* BRIEF A
In the roof insulation advice, how thick should the airgap be?

□ □ □

If the downlighters are penetrating the plasterboard, then it isn't going to be a useful vapour control layer.
I don't think the rockwool will be an effective VCL.

You'll have cold surfaces up there such as the rafters, so that moisture is going to condense on them.
To keep them dry, you need to have sufficient airflow through the space.

It sounds like the airflow through the space is obstructed by the rockwool, although I can't quite visualize where it is w.r.t the kingspan.
If it's restricting airflow, it needs to come out so the space can dry.

I can't really see how you fix this without taking the ceiling down.


You would at least want:
- Free-flow of air through the cavity
- A continuous vapour control layer

You said you have soffit vents. Can the air flow through the roof space and out the other side - e.g. into the loft space under a pitched roof?
If so, do you have vents and breathable membrane in the loft space?

From your description, I think you should have:
- plasterboard
- VCL without any penetrations (can you use surface-mount lights instead?)
- insulation across the joists (ideally, so you don't have cold-bridging)
- insulation between the joists
- 50mm airgap
- OSB
- waterproofing

So you could fix this by pulling down the ceiling, adding an additional layer of insulation and VCL, and then using surface mount lights so the VCL stays intact. Or keep the downlighters, but create fully-taped niches where you need to cut away the insulation above.

□ □ □

* BRIEF B
Gather every line of the entries that contains the string "loop", with case counting.

[Data records]
□ □ □

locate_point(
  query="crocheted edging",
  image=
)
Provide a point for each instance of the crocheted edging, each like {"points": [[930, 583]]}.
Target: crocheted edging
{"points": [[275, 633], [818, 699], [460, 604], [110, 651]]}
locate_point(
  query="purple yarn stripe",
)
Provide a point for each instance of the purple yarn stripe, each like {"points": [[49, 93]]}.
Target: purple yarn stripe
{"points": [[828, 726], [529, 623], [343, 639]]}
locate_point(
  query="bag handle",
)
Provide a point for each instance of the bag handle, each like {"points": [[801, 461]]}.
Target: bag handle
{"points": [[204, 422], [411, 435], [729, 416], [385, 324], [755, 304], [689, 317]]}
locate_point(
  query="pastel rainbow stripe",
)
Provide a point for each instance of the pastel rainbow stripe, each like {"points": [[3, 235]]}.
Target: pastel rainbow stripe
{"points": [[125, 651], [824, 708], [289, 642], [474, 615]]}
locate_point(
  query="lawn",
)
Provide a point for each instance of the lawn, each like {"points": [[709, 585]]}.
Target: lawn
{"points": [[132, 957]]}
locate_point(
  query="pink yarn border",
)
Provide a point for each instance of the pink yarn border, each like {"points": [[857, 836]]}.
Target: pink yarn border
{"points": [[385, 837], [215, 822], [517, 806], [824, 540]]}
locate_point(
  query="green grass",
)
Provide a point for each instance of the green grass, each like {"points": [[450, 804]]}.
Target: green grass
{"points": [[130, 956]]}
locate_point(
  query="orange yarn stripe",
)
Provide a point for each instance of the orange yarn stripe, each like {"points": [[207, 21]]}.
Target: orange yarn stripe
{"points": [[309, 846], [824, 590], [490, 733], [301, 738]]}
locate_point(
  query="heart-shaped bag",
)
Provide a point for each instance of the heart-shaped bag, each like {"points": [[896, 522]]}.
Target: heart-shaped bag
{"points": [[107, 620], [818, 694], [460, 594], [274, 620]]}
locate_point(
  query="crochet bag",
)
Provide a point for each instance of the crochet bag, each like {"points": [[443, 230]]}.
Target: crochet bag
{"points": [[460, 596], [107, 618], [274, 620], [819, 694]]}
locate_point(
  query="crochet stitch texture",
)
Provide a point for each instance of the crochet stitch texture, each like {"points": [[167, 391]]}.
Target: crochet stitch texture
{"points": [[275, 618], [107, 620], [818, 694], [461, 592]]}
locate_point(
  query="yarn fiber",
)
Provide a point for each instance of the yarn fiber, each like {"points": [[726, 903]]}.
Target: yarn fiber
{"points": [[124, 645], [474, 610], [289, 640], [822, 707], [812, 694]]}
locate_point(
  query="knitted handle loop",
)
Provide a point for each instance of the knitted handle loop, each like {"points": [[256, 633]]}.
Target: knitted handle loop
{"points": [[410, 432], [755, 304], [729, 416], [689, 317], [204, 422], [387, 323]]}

□ □ □

* FULL SOLUTION A
50mm

* FULL SOLUTION B
  query="knitted handle loop",
Provide a point for each instance of the knitted handle loop, each like {"points": [[256, 633]]}.
Target: knitted handle loop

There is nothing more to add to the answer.